Bolz-Weber’s social media ministry reveals the secret that most churches have not yet faced: institutions don’t know how to be social. People do, which is why the bump in retention Beck and his colleagues tracked among undergraduates related to their own Facebook pages and those of their friends rather than to their university’s page—abundant “Go Wildcats!” cheers notwithstanding. Unlike John Paul II, Bolz-Weber is not an institution. She’s a person. She has conversations with other people. They sling funny little theological witticisms hither and yon. And, as a quick glance at her website or Facebook page illustrates, she offers a ministry that facilitates the kinds of social engagement that are a significant part of contemporary spiritual practice, especially among younger adults. The people she encounters in local settings seem more than happy to continue the conversation on her Facebook page, often inviting their friends (which is how I came to be there myself).
Twitter or Jazzercise?
On April 22, Good Friday, the Vatican will at least come to the digital window when Pope Benedict will respond to three questions about Jesus (the subject of the pontiff’s new book) submitted online by the faithful. The conversation won’t be live or interactive. The pope’s responses will be broadcast on Italian state television, wending their way from there to YouTube and, we may presume, individual and institutional Facebook pages.

Records
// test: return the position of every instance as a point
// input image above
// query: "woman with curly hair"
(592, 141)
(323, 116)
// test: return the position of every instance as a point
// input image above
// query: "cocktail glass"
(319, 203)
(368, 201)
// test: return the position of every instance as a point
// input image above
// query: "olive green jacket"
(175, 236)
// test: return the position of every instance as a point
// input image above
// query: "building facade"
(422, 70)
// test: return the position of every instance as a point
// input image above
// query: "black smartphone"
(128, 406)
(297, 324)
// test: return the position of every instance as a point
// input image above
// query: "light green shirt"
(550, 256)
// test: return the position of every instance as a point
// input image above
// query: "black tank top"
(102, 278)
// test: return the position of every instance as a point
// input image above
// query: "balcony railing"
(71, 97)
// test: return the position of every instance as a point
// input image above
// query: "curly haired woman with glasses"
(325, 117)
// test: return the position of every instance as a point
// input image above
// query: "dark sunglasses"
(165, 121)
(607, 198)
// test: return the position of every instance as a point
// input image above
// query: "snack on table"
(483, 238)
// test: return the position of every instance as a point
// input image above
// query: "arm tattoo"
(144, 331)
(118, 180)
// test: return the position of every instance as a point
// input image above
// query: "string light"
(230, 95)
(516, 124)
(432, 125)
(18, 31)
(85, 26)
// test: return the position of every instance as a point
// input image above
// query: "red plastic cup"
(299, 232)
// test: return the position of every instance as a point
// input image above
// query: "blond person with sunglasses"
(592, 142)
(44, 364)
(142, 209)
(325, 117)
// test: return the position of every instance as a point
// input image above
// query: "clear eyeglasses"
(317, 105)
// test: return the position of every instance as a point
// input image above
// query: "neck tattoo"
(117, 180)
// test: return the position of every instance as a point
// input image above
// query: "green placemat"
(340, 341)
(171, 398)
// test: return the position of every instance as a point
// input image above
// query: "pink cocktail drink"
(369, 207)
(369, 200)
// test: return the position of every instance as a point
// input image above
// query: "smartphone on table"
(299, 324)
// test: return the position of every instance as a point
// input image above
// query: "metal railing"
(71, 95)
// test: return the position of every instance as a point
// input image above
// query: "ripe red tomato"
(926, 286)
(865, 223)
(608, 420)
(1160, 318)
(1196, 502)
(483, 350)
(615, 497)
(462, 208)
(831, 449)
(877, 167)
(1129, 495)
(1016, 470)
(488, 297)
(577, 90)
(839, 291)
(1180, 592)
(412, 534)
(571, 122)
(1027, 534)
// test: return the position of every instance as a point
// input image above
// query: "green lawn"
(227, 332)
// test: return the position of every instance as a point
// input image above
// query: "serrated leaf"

● The task
Return the passage about social media ministry word for word, in full.

● Response to the task
Bolz-Weber’s social media ministry reveals the secret that most churches have not yet faced: institutions don’t know how to be social. People do, which is why the bump in retention Beck and his colleagues tracked among undergraduates related to their own Facebook pages and those of their friends rather than to their university’s page—abundant “Go Wildcats!” cheers notwithstanding. Unlike John Paul II, Bolz-Weber is not an institution. She’s a person. She has conversations with other people. They sling funny little theological witticisms hither and yon. And, as a quick glance at her website or Facebook page illustrates, she offers a ministry that facilitates the kinds of social engagement that are a significant part of contemporary spiritual practice, especially among younger adults. The people she encounters in local settings seem more than happy to continue the conversation on her Facebook page, often inviting their friends (which is how I came to be there myself).
Twitter or Jazzercise?
On April 22, Good Friday, the Vatican will at least come to the digital window when Pope Benedict will respond to three questions about Jesus (the subject of the pontiff’s new book) submitted online by the faithful. The conversation won’t be live or interactive. The pope’s responses will be broadcast on Italian state television, wending their way from there to YouTube and, we may presume, individual and institutional Facebook pages.